**Written exercise:** Restate each of the lines below word for word and drop every picture.

## BEGIN Data entries

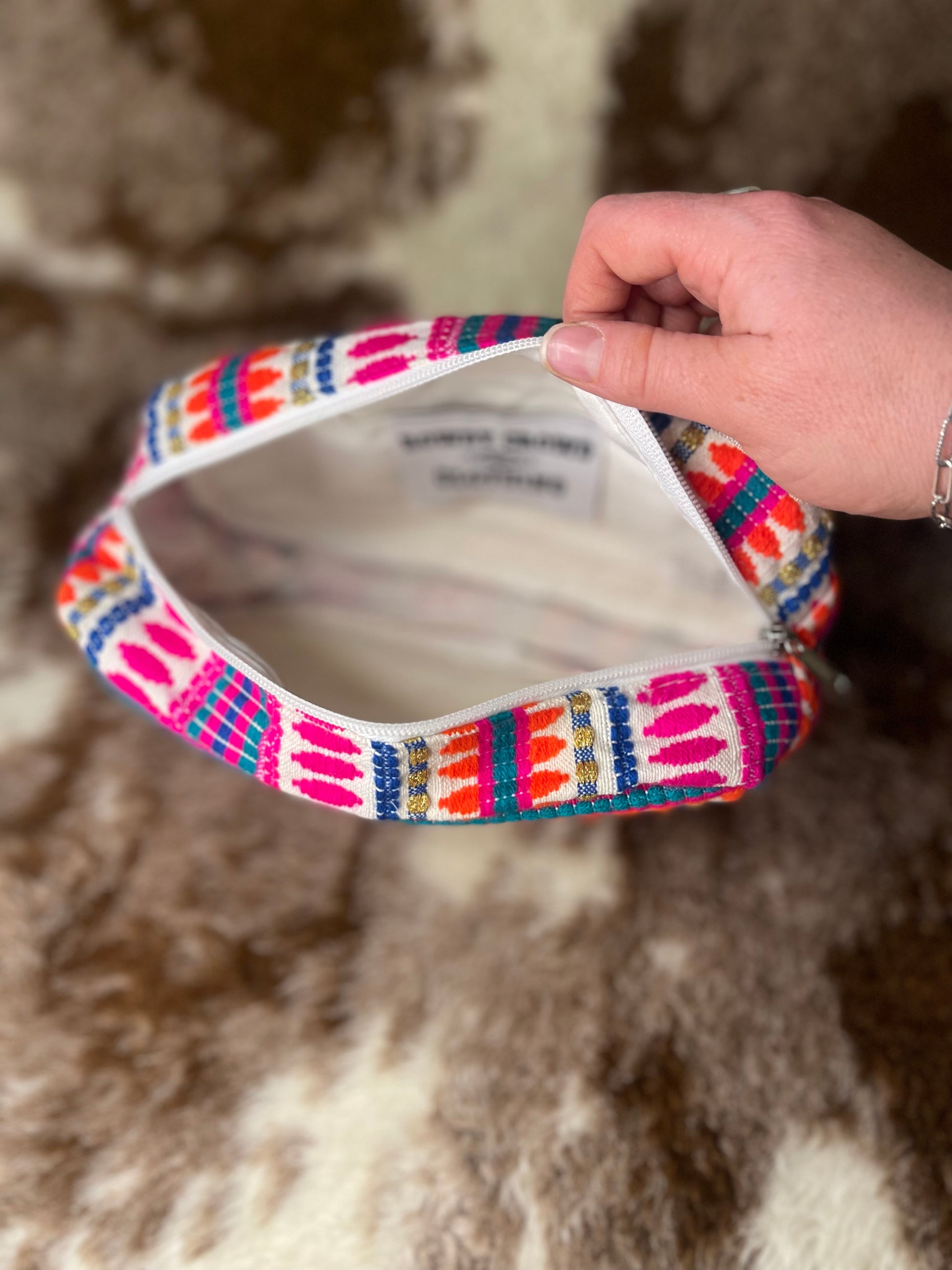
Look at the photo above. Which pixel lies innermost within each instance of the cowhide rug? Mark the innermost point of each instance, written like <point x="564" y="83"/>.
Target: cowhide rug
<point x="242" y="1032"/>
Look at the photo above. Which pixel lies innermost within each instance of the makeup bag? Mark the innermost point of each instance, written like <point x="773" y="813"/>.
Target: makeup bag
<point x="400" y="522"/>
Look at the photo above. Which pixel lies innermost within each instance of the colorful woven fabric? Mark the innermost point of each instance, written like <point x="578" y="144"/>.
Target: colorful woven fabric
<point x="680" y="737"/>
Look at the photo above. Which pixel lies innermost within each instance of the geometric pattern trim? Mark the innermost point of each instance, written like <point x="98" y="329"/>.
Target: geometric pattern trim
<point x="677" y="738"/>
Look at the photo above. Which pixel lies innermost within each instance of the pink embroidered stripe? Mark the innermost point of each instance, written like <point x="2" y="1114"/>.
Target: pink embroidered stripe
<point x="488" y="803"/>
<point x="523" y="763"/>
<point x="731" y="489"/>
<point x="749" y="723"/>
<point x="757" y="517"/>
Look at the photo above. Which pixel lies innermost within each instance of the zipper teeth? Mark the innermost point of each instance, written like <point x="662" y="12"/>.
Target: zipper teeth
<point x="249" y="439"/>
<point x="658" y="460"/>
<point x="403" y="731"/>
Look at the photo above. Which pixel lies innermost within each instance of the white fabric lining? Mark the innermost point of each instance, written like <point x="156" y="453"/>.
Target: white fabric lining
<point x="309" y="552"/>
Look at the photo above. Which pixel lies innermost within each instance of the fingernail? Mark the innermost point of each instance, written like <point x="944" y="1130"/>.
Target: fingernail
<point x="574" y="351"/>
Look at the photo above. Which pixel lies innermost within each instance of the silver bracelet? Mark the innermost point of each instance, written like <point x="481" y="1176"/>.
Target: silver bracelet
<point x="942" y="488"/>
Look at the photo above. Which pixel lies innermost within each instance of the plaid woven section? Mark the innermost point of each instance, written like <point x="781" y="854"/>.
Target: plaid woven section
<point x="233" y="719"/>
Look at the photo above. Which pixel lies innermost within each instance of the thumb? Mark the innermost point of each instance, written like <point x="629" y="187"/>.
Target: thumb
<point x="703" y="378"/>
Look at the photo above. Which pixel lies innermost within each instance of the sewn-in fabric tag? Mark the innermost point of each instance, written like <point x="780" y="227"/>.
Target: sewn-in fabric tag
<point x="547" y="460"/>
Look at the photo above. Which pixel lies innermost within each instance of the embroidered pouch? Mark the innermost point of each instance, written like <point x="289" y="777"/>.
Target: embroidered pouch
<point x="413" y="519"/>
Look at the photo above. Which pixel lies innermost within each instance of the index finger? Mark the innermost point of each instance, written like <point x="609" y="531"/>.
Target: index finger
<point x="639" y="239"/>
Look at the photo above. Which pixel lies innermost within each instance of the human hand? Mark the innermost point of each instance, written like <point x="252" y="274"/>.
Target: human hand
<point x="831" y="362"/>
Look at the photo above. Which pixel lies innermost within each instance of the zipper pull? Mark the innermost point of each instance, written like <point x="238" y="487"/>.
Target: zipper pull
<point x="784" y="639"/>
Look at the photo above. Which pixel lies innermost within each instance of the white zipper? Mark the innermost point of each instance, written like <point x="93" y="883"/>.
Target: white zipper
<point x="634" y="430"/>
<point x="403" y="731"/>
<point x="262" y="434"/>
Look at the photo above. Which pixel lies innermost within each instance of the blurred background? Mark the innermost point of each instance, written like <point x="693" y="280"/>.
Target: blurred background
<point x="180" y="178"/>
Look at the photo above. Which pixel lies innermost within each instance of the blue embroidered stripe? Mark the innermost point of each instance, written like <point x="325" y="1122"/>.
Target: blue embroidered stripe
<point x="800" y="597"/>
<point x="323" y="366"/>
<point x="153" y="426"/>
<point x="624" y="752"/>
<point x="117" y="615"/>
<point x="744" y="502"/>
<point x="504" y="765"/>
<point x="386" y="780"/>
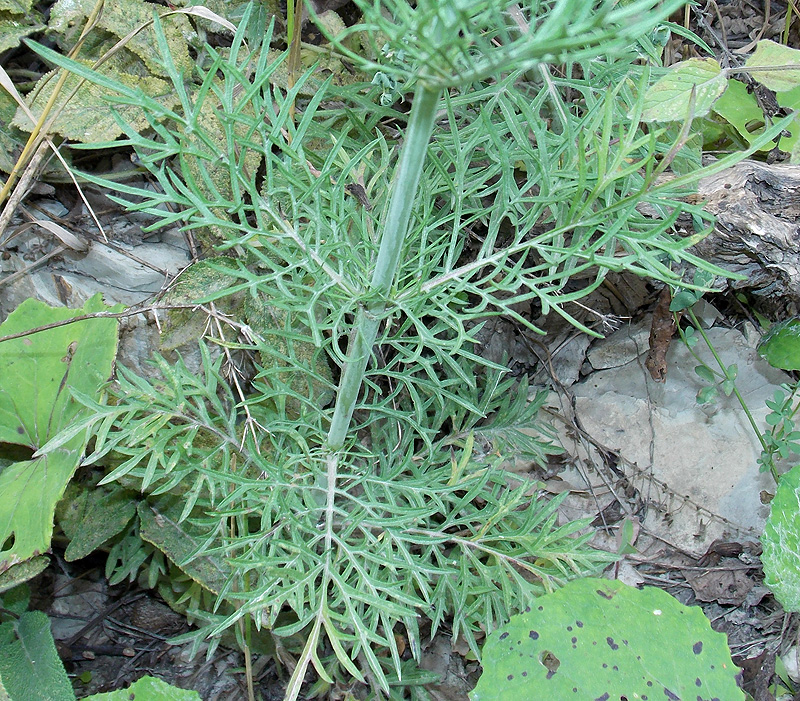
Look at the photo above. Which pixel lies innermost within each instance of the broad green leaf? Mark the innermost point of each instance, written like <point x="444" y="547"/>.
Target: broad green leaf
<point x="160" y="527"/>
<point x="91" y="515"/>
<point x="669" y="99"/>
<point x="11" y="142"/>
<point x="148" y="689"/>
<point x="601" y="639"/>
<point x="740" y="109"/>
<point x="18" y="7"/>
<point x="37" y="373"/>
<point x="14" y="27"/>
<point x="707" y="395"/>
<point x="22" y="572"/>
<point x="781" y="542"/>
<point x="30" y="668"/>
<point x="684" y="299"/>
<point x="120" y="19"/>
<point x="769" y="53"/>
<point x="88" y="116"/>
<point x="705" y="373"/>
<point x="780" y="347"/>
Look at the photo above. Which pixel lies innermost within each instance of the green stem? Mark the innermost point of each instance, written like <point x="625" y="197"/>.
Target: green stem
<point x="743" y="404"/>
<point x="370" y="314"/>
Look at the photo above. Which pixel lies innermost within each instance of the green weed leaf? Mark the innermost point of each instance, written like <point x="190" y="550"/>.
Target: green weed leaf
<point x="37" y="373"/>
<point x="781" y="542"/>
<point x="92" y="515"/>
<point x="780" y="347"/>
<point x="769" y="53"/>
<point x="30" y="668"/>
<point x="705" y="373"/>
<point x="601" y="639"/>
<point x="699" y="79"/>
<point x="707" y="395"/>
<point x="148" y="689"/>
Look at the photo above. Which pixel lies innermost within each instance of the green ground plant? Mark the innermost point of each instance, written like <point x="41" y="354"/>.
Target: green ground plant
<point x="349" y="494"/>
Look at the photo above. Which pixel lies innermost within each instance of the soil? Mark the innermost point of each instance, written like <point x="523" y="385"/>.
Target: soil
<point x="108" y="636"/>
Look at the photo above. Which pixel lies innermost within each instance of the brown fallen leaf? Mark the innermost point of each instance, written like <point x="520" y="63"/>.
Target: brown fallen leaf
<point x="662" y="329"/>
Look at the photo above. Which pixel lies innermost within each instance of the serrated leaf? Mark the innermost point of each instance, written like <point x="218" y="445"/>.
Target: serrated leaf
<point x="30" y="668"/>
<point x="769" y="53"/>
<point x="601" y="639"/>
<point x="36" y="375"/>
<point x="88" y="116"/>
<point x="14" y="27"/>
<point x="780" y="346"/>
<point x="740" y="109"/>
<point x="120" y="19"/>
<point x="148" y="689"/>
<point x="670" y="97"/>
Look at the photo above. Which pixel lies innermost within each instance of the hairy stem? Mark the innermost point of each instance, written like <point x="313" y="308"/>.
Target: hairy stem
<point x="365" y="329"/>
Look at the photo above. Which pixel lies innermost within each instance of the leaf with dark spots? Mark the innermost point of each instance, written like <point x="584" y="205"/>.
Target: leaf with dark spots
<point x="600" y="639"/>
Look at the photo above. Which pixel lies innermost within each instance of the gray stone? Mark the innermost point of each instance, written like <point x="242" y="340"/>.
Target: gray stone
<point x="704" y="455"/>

## END Data entries

**Solution below:**
Look at the photo above. Which pixel lies innermost within each instance of the cowhide rug? Mark the innermost point of each instance, written like <point x="564" y="83"/>.
Target: cowhide rug
<point x="242" y="1032"/>
Look at the photo above. Which pixel lies innermost within each instance of the makeup bag? Mark the innermost point of each instance, written like <point x="773" y="813"/>.
Target: makeup bag
<point x="400" y="522"/>
Look at the photo above. Which pixel lies innermost within each instance of the colorful woven fabric? Mark the innermost point of each instance, written like <point x="578" y="144"/>.
Target: colorful woven fabric
<point x="680" y="737"/>
Look at the photo above. Which pixel lies innermost within each instance of the geometric pattern trim? Mark the innermost point of each instance, written like <point x="98" y="329"/>.
Target: geometric pattern trim
<point x="677" y="738"/>
Look at the photo above. Which pixel lies innermost within each instance of the pink embroidered stripe? Mark the innermost point of each instance, written like <point x="2" y="1114"/>.
Target: pink embroidered stripe
<point x="488" y="803"/>
<point x="523" y="763"/>
<point x="731" y="489"/>
<point x="749" y="723"/>
<point x="757" y="517"/>
Look at the photo above. Which pixel lies innermost within each instance of the zipper teeth? Mark the innermost point of each instance, written like <point x="662" y="12"/>.
Target: zipper teeth
<point x="249" y="439"/>
<point x="658" y="460"/>
<point x="403" y="731"/>
Look at the photo above. Which pixel lies innermost within each instance of the white fabric lining? Mark the innermost point of each instance, written like <point x="156" y="453"/>.
Target: white fabric lining
<point x="309" y="552"/>
Look at the photo above. Which pixel lies innermost within each instance of the fingernail? Mark the innermost point of each instance, written like <point x="944" y="1130"/>.
Target: fingernail
<point x="574" y="351"/>
Look at the photo above. Which pixel lies innermost within each instance of the silver bracelet? Mark the innermost point of each instance, written like <point x="481" y="1176"/>.
Target: silver bracelet
<point x="942" y="488"/>
Look at the photo above. Which pixel lies innermost within each instance of the plaid woven section? Mark the innermost point of each instance, written like <point x="781" y="854"/>.
Target: plaid woven section
<point x="233" y="719"/>
Look at the photo above. Which pixel lies innermost within each instance of the thumb? Mark the innermost point of each instance, written like <point x="629" y="187"/>.
Target: thumb
<point x="703" y="378"/>
Look at the photo above. Which pixel lies innermost within each instance of the sewn-in fabric tag? Mark the innermost point of each instance, written like <point x="780" y="227"/>.
Target: sewn-in fabric tag
<point x="547" y="460"/>
Look at the photo above. Which pixel lies innermost within each instance of the embroidered pouch? Mark the innermost point of each instance, written like <point x="289" y="777"/>.
Target: embroidered pouch
<point x="413" y="519"/>
Look at the photo above. Which pixel lies innermost within each instance of the index finger? Mark the innermost point of each instance, written like <point x="609" y="531"/>.
Target: index finger
<point x="639" y="239"/>
Look at the photo above. Which pixel lies innermost within each instance of the human hand? Mark the innermost point of each instance, written like <point x="252" y="274"/>.
Target: human hand
<point x="831" y="362"/>
Look at the photo above. Which pixel lies innermost within each instance of the zipper pull? Mark the innermost point of each instance, written like <point x="238" y="487"/>.
Target: zipper pull
<point x="784" y="639"/>
Look at the photo above. Which pixel lies innermost within each instance of the white zipper? Mark the innermost point of each instance, written like <point x="93" y="883"/>.
Target: white zipper
<point x="634" y="430"/>
<point x="403" y="731"/>
<point x="262" y="434"/>
Look at the photo above. Which pixel lies innermost within each instance of the blurred background? Mark the innermost point of each instance, written like <point x="693" y="280"/>.
Target: blurred background
<point x="180" y="178"/>
Look at the photo above. Which pixel lies innermost within each instance of the blue embroidered stripe? Mark the innermost point of each instance, written like <point x="325" y="1122"/>.
Target: blue embroidered stripe
<point x="800" y="597"/>
<point x="323" y="366"/>
<point x="153" y="426"/>
<point x="624" y="752"/>
<point x="117" y="615"/>
<point x="744" y="502"/>
<point x="504" y="765"/>
<point x="386" y="780"/>
Look at the photo above. Which pixel lies innermost within each instance of the broad green leaf? Mark the innermost point of each instance, written like <point x="444" y="547"/>.
Target: broad green leaf
<point x="160" y="527"/>
<point x="91" y="515"/>
<point x="669" y="99"/>
<point x="11" y="142"/>
<point x="148" y="689"/>
<point x="601" y="639"/>
<point x="740" y="109"/>
<point x="18" y="7"/>
<point x="37" y="373"/>
<point x="14" y="27"/>
<point x="707" y="395"/>
<point x="22" y="572"/>
<point x="781" y="542"/>
<point x="30" y="668"/>
<point x="684" y="299"/>
<point x="120" y="19"/>
<point x="769" y="53"/>
<point x="88" y="116"/>
<point x="705" y="373"/>
<point x="780" y="347"/>
Look at the photo above. Which pixel lies innermost within each instance of the green stem? Mark the innermost point of each instance, written like <point x="625" y="197"/>.
Target: green stem
<point x="743" y="404"/>
<point x="370" y="314"/>
Look at the photo above. Which pixel lies innermost within each instance of the green weed leaf? Mark the innermost point of each instance, written like <point x="190" y="550"/>.
Target: green weed leaf
<point x="37" y="373"/>
<point x="781" y="542"/>
<point x="92" y="515"/>
<point x="780" y="347"/>
<point x="769" y="53"/>
<point x="30" y="668"/>
<point x="705" y="373"/>
<point x="601" y="639"/>
<point x="699" y="79"/>
<point x="707" y="395"/>
<point x="148" y="689"/>
Look at the photo above. Which pixel lies innermost within each instance of the green ground plant? Mark the innermost point of each instance, written like <point x="41" y="354"/>.
Target: green ground plant
<point x="349" y="494"/>
Look at the photo above. Which pixel lies innermost within each instance of the soil? Mark the innermost point of each instance, written like <point x="523" y="385"/>.
Target: soil
<point x="108" y="636"/>
Look at the photo above. Which pixel lies innermost within each instance of the brown fallen leaf? Mark the innermost point of each instance, written like <point x="520" y="63"/>.
Target: brown fallen leaf
<point x="662" y="329"/>
Look at the photo above. Which pixel lies innermost within each instance of the serrated leaf? Mark the innermost point of each instance, written like <point x="218" y="445"/>.
Target: serrated leaf
<point x="30" y="668"/>
<point x="769" y="53"/>
<point x="601" y="639"/>
<point x="36" y="375"/>
<point x="88" y="116"/>
<point x="14" y="27"/>
<point x="780" y="346"/>
<point x="740" y="109"/>
<point x="120" y="19"/>
<point x="148" y="689"/>
<point x="670" y="97"/>
Look at the photo above. Which pixel lies innermost within each instance of the hairy stem? Mark the innermost point of each instance, written like <point x="313" y="308"/>.
Target: hairy stem
<point x="365" y="329"/>
Look at the photo above. Which pixel lies innermost within each instance of the leaf with dark spots? Mark the innermost point of each instance, written like <point x="584" y="205"/>.
Target: leaf with dark spots
<point x="600" y="639"/>
Look at the photo above. Which pixel lies innermost within each instance of the gray stone? Mark the innermost point of each instance, written like <point x="242" y="340"/>.
Target: gray stone
<point x="704" y="455"/>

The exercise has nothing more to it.